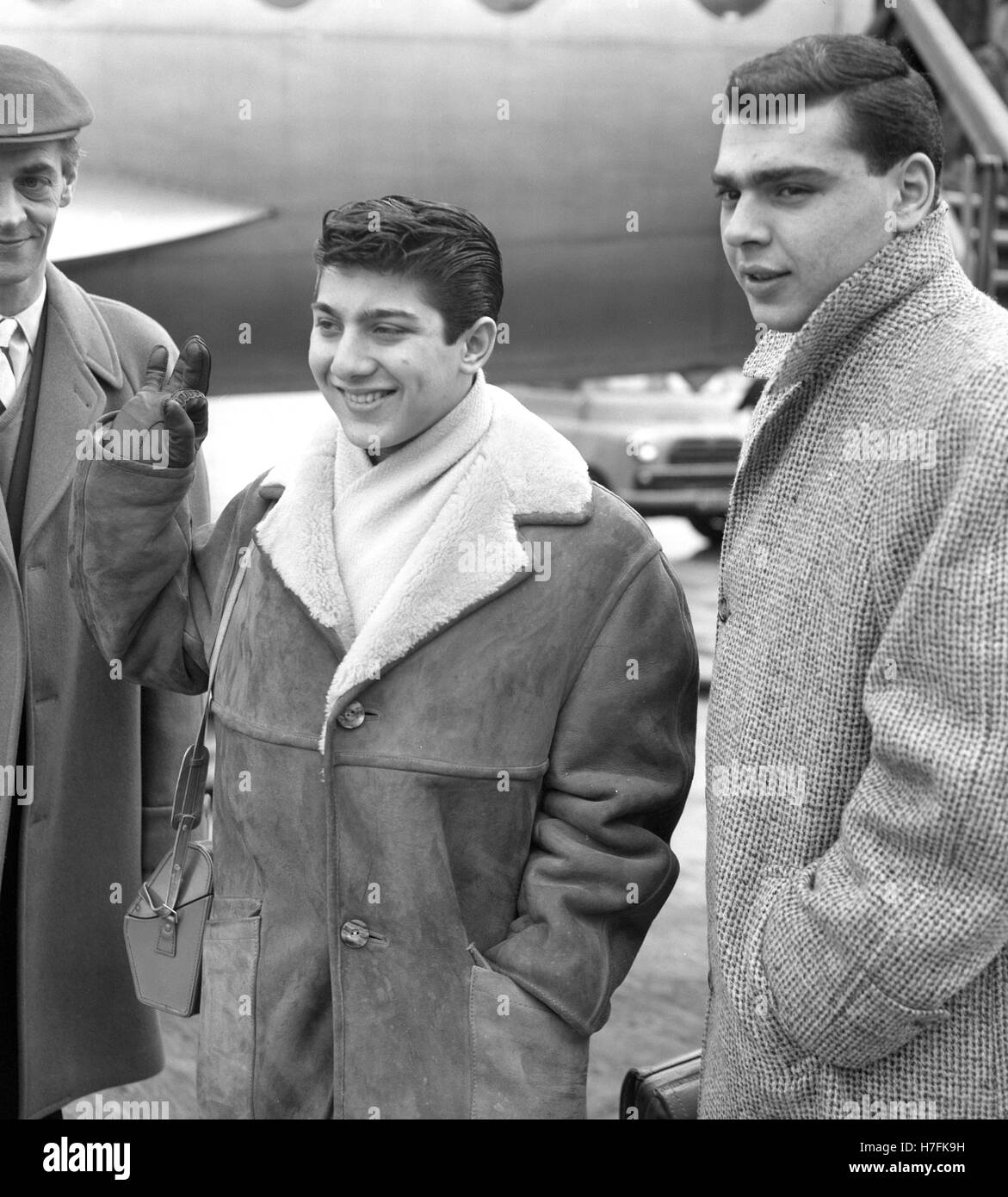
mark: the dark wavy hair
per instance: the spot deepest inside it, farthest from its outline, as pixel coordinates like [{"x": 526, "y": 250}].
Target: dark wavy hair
[
  {"x": 450, "y": 254},
  {"x": 891, "y": 110}
]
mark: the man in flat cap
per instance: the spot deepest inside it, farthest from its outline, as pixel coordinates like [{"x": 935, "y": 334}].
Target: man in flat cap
[{"x": 88, "y": 761}]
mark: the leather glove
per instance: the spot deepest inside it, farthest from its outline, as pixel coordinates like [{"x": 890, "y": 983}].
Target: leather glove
[{"x": 174, "y": 411}]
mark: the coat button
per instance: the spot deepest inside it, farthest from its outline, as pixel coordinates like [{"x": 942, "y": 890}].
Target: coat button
[
  {"x": 355, "y": 933},
  {"x": 352, "y": 717}
]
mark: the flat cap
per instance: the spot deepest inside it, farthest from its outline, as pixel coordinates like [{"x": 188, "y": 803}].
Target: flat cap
[{"x": 37, "y": 102}]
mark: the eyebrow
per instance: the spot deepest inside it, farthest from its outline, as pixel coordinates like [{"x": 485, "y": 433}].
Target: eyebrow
[
  {"x": 772, "y": 175},
  {"x": 371, "y": 313}
]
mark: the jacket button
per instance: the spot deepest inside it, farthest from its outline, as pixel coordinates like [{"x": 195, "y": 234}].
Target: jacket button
[
  {"x": 352, "y": 717},
  {"x": 355, "y": 933}
]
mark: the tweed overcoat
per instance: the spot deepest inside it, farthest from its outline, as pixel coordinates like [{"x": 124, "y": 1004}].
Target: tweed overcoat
[
  {"x": 104, "y": 754},
  {"x": 857, "y": 739},
  {"x": 436, "y": 853}
]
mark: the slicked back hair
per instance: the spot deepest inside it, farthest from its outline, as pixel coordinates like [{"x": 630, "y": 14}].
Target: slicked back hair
[
  {"x": 450, "y": 254},
  {"x": 891, "y": 110}
]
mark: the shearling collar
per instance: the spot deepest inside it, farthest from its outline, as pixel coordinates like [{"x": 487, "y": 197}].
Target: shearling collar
[
  {"x": 526, "y": 473},
  {"x": 898, "y": 270}
]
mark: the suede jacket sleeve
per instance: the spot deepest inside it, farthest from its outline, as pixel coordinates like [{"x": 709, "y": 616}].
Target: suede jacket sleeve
[
  {"x": 149, "y": 586},
  {"x": 621, "y": 767}
]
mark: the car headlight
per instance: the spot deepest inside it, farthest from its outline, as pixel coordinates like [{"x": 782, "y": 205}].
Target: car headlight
[{"x": 643, "y": 450}]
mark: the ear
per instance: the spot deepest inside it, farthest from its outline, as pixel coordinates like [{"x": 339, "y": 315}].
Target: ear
[
  {"x": 70, "y": 182},
  {"x": 478, "y": 344},
  {"x": 913, "y": 182}
]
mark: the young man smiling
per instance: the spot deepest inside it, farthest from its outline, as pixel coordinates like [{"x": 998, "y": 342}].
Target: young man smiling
[
  {"x": 443, "y": 794},
  {"x": 858, "y": 921}
]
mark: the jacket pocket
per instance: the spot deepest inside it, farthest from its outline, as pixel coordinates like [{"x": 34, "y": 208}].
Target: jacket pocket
[
  {"x": 226, "y": 1055},
  {"x": 527, "y": 1064}
]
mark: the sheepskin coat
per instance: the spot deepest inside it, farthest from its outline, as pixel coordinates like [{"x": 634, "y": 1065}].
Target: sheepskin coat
[
  {"x": 857, "y": 736},
  {"x": 426, "y": 918}
]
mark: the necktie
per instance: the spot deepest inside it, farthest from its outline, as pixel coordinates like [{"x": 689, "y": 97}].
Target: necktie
[{"x": 9, "y": 384}]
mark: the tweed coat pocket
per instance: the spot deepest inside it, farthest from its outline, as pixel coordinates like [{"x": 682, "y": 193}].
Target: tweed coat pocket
[
  {"x": 226, "y": 1055},
  {"x": 527, "y": 1064},
  {"x": 795, "y": 1073}
]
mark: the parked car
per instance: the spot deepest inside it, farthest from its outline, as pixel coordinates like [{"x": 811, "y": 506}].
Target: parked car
[{"x": 654, "y": 441}]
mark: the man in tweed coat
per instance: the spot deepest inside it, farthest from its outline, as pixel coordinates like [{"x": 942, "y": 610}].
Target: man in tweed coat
[{"x": 857, "y": 737}]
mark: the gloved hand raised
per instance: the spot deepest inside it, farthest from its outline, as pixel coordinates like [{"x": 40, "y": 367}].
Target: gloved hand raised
[{"x": 172, "y": 410}]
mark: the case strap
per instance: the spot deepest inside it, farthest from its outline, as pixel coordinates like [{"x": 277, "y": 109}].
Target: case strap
[{"x": 189, "y": 806}]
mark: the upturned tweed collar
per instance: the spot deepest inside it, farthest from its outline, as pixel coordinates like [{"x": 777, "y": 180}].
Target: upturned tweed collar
[{"x": 898, "y": 270}]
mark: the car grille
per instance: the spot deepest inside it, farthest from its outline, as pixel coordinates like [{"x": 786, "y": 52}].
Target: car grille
[{"x": 704, "y": 449}]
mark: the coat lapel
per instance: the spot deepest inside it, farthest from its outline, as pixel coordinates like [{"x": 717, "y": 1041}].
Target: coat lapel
[
  {"x": 78, "y": 357},
  {"x": 524, "y": 473}
]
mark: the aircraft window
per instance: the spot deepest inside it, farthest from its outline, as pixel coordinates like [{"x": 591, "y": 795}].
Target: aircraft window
[
  {"x": 509, "y": 5},
  {"x": 733, "y": 8}
]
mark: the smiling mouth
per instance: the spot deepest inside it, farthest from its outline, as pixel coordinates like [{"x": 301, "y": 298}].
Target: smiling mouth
[
  {"x": 763, "y": 276},
  {"x": 364, "y": 399}
]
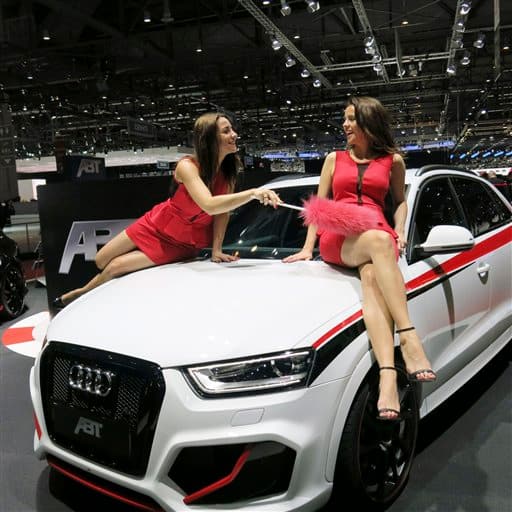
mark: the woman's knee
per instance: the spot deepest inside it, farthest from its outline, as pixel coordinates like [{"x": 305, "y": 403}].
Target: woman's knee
[
  {"x": 115, "y": 268},
  {"x": 367, "y": 275},
  {"x": 381, "y": 241}
]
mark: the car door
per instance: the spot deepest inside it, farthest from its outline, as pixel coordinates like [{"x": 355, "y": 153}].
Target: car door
[
  {"x": 448, "y": 293},
  {"x": 489, "y": 219}
]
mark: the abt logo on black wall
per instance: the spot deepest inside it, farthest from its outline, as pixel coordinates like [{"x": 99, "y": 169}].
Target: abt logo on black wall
[
  {"x": 79, "y": 167},
  {"x": 85, "y": 237}
]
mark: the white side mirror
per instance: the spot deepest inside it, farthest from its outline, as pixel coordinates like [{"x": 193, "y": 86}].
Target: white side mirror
[{"x": 447, "y": 238}]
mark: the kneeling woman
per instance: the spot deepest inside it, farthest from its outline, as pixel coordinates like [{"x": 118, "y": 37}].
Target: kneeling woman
[{"x": 194, "y": 218}]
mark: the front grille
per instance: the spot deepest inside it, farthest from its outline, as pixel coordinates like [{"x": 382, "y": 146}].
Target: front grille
[{"x": 115, "y": 430}]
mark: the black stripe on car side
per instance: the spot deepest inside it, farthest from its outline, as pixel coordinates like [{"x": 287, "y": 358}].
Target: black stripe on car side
[
  {"x": 328, "y": 351},
  {"x": 443, "y": 277},
  {"x": 332, "y": 348}
]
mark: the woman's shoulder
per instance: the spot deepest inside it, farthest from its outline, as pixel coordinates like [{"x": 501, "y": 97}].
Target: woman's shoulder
[{"x": 186, "y": 165}]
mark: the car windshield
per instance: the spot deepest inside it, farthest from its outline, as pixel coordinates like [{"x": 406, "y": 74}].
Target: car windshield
[{"x": 257, "y": 231}]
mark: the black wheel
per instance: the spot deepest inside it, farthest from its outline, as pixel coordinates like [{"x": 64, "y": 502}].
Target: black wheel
[
  {"x": 12, "y": 291},
  {"x": 375, "y": 456}
]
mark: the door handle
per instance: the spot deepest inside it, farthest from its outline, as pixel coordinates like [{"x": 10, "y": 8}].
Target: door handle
[{"x": 483, "y": 268}]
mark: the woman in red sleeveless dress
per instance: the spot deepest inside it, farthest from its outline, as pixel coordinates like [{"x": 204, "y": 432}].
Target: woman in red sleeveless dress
[
  {"x": 361, "y": 177},
  {"x": 194, "y": 218}
]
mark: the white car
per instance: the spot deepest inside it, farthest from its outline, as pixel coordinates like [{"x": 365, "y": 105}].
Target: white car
[{"x": 252, "y": 385}]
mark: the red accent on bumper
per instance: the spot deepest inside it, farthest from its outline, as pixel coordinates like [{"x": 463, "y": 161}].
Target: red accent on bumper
[
  {"x": 17, "y": 335},
  {"x": 103, "y": 490},
  {"x": 239, "y": 464}
]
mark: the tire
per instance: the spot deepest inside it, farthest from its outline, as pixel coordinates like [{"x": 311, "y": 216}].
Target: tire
[
  {"x": 375, "y": 456},
  {"x": 12, "y": 291}
]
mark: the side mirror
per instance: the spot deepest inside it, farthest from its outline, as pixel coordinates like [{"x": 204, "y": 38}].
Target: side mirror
[{"x": 446, "y": 238}]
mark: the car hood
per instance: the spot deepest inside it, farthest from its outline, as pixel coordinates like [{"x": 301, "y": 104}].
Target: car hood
[{"x": 195, "y": 312}]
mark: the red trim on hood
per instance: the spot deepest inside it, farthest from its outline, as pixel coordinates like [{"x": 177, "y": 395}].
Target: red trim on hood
[
  {"x": 463, "y": 258},
  {"x": 331, "y": 332}
]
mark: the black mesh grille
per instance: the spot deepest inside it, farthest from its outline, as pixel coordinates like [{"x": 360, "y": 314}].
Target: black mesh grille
[{"x": 115, "y": 430}]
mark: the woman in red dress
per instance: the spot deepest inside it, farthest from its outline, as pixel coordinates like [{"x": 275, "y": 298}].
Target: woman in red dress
[
  {"x": 194, "y": 218},
  {"x": 361, "y": 177}
]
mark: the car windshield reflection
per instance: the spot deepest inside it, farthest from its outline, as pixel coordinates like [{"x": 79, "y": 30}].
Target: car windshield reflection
[{"x": 258, "y": 231}]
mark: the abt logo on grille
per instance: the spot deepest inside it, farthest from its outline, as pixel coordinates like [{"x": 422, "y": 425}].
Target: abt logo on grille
[{"x": 89, "y": 427}]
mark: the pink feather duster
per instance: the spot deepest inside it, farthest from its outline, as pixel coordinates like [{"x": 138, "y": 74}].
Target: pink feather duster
[{"x": 340, "y": 217}]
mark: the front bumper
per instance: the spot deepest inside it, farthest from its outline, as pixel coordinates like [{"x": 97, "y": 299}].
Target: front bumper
[{"x": 297, "y": 422}]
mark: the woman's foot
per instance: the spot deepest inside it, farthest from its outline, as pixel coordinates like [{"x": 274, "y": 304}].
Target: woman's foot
[
  {"x": 416, "y": 362},
  {"x": 388, "y": 405}
]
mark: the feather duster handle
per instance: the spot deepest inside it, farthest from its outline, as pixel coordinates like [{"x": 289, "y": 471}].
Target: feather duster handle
[{"x": 341, "y": 217}]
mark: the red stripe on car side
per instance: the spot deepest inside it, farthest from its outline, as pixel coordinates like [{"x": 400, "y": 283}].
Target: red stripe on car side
[
  {"x": 331, "y": 332},
  {"x": 492, "y": 243}
]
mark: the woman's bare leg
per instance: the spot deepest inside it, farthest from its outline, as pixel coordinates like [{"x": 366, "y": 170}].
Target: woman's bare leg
[
  {"x": 377, "y": 247},
  {"x": 118, "y": 257},
  {"x": 379, "y": 325}
]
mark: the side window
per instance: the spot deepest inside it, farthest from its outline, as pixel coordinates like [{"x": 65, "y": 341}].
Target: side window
[
  {"x": 435, "y": 205},
  {"x": 483, "y": 210}
]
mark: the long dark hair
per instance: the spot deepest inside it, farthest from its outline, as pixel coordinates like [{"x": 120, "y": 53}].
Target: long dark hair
[
  {"x": 375, "y": 121},
  {"x": 206, "y": 147}
]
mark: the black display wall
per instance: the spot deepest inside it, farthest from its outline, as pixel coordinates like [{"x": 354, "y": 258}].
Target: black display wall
[{"x": 77, "y": 218}]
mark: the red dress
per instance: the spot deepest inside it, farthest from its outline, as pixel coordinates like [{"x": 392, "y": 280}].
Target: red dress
[
  {"x": 373, "y": 188},
  {"x": 177, "y": 228}
]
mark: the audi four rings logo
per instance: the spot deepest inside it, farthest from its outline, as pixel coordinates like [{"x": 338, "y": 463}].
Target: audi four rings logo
[{"x": 91, "y": 380}]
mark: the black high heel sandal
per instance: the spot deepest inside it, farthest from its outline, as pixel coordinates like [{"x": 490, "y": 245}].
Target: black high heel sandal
[
  {"x": 414, "y": 376},
  {"x": 388, "y": 409}
]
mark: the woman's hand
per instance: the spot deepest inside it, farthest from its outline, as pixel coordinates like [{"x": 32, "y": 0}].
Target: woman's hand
[
  {"x": 220, "y": 257},
  {"x": 266, "y": 197},
  {"x": 303, "y": 255},
  {"x": 401, "y": 242}
]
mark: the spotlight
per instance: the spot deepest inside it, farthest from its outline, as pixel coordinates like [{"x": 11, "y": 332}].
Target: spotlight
[
  {"x": 466, "y": 58},
  {"x": 286, "y": 10},
  {"x": 479, "y": 42},
  {"x": 460, "y": 26},
  {"x": 276, "y": 44},
  {"x": 290, "y": 61},
  {"x": 451, "y": 69},
  {"x": 368, "y": 41},
  {"x": 465, "y": 7},
  {"x": 312, "y": 6},
  {"x": 458, "y": 42}
]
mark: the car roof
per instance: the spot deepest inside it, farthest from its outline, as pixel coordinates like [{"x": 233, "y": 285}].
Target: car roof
[{"x": 411, "y": 175}]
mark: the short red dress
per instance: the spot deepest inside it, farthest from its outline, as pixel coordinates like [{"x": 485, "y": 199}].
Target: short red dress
[
  {"x": 368, "y": 192},
  {"x": 177, "y": 228}
]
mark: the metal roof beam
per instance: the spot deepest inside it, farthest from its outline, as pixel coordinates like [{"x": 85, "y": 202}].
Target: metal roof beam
[{"x": 272, "y": 29}]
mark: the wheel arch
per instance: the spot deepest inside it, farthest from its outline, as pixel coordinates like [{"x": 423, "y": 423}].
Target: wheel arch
[{"x": 361, "y": 370}]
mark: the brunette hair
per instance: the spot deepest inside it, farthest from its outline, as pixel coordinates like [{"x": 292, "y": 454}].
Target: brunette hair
[
  {"x": 206, "y": 147},
  {"x": 375, "y": 121}
]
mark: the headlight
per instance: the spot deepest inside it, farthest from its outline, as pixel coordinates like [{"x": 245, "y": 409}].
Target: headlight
[{"x": 289, "y": 369}]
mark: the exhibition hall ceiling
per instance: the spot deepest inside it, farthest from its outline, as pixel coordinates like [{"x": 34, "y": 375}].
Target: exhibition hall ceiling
[{"x": 116, "y": 74}]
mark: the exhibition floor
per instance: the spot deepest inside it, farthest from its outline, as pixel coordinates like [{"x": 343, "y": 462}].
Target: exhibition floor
[{"x": 463, "y": 463}]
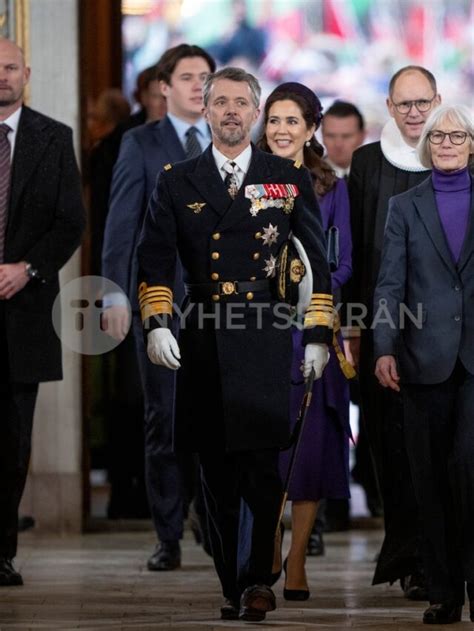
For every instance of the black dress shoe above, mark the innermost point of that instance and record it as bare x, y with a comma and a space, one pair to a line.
315, 544
294, 594
414, 587
9, 577
442, 613
255, 602
167, 556
229, 610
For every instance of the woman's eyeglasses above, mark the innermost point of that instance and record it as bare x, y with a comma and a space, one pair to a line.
456, 137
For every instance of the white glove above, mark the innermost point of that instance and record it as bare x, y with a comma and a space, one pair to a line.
163, 349
315, 356
305, 288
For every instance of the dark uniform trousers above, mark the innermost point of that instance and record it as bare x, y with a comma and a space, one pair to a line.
163, 471
440, 443
402, 539
241, 517
242, 488
17, 405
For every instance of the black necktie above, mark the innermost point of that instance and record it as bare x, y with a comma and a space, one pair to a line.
231, 180
5, 152
192, 146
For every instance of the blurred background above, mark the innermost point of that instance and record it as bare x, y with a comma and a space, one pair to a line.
345, 49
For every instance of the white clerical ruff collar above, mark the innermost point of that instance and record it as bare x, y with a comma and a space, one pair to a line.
397, 151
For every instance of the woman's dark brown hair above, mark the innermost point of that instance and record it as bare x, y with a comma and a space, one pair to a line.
323, 174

━━━━━━━━━━━━━━━━

*Work task*:
In the listing above, find the line containing "Target: shearling collar" and the line containing "mark: the car headlight", then repeat those two lines and everything between them exactly.

*Solution for this exercise*:
Target: shearling collar
[
  {"x": 526, "y": 473},
  {"x": 898, "y": 270}
]
mark: the suede jacket sleeve
per instance: the spot deepest inside it, farthest from its outline, as pixel coordinates like [{"x": 709, "y": 616}].
Target: suede jacket sleeve
[
  {"x": 149, "y": 586},
  {"x": 621, "y": 767}
]
mark: the car headlight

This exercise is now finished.